Start Input rows

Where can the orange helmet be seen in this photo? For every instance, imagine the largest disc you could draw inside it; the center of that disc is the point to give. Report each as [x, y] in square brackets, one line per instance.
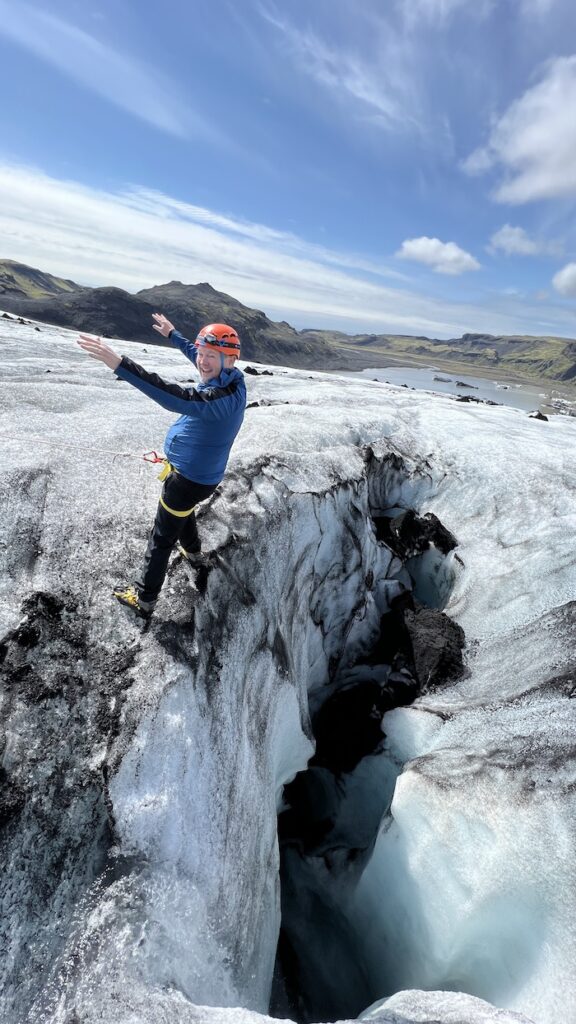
[220, 337]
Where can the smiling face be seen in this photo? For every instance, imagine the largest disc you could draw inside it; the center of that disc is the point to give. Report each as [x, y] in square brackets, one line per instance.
[208, 363]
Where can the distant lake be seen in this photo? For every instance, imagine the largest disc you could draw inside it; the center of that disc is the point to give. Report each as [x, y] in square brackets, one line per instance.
[525, 396]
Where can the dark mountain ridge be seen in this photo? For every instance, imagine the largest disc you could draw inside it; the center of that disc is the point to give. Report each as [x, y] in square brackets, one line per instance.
[116, 313]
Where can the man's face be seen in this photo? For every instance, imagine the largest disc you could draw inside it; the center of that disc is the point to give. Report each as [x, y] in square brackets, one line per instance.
[208, 364]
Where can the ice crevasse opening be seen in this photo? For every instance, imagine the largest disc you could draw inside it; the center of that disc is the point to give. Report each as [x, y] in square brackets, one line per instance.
[149, 812]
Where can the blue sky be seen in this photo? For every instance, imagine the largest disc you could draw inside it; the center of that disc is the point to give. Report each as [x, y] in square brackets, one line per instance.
[405, 166]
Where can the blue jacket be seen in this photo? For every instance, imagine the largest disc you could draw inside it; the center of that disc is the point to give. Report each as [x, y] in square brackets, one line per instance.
[198, 443]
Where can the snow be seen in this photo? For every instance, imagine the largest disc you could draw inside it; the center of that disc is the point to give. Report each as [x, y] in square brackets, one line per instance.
[140, 877]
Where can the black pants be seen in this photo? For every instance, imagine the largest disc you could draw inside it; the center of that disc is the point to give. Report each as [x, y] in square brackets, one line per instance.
[174, 521]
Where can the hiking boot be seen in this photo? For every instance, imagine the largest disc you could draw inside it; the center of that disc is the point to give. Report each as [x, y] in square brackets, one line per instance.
[130, 597]
[194, 557]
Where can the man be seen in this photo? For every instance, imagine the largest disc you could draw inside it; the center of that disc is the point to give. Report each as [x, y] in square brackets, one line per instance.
[197, 445]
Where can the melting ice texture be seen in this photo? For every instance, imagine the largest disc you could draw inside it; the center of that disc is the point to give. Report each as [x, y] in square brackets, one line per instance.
[470, 885]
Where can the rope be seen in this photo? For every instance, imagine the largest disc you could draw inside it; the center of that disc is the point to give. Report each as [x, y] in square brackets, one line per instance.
[83, 448]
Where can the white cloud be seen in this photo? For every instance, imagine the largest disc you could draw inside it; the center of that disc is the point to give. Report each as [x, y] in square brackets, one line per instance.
[444, 257]
[117, 77]
[136, 238]
[513, 241]
[534, 141]
[565, 280]
[378, 77]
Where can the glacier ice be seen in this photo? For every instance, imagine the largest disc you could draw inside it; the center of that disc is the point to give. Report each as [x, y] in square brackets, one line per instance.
[142, 771]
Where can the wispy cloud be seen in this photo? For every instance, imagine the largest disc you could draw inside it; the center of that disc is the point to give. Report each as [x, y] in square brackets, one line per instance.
[135, 239]
[565, 281]
[534, 141]
[377, 77]
[443, 257]
[95, 65]
[439, 11]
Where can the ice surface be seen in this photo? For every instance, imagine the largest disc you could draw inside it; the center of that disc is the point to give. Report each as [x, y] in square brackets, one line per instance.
[142, 771]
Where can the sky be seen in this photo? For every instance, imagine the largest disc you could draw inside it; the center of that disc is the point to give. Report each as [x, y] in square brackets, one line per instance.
[382, 166]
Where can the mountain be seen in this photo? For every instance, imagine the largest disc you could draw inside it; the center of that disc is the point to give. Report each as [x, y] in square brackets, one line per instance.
[21, 282]
[146, 877]
[114, 312]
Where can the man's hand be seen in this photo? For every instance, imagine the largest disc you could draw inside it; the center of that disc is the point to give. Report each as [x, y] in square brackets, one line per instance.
[97, 349]
[162, 325]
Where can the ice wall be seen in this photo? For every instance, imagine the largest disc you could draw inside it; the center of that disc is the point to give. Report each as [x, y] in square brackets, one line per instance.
[142, 770]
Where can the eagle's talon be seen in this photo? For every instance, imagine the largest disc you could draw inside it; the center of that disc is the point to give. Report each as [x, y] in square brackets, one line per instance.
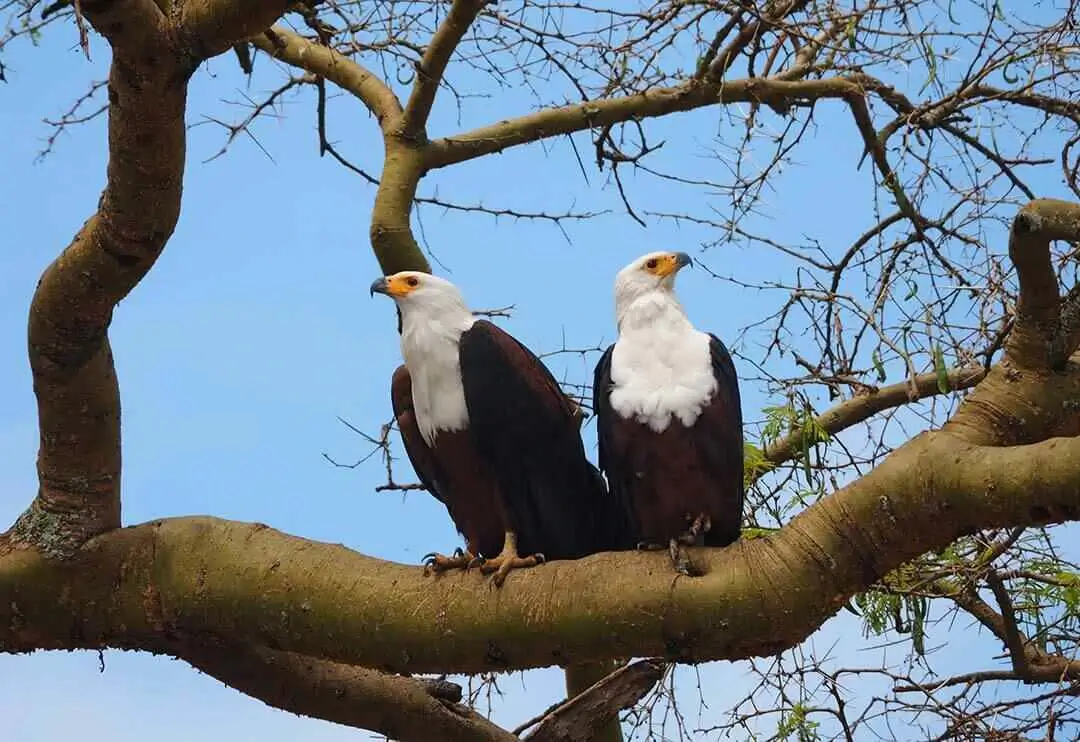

End Input rows

▶ _Task to carry out_
Count the lines of the material above that contain the word "cloud". Reply with the number alone.

▶ _Response to this task_
2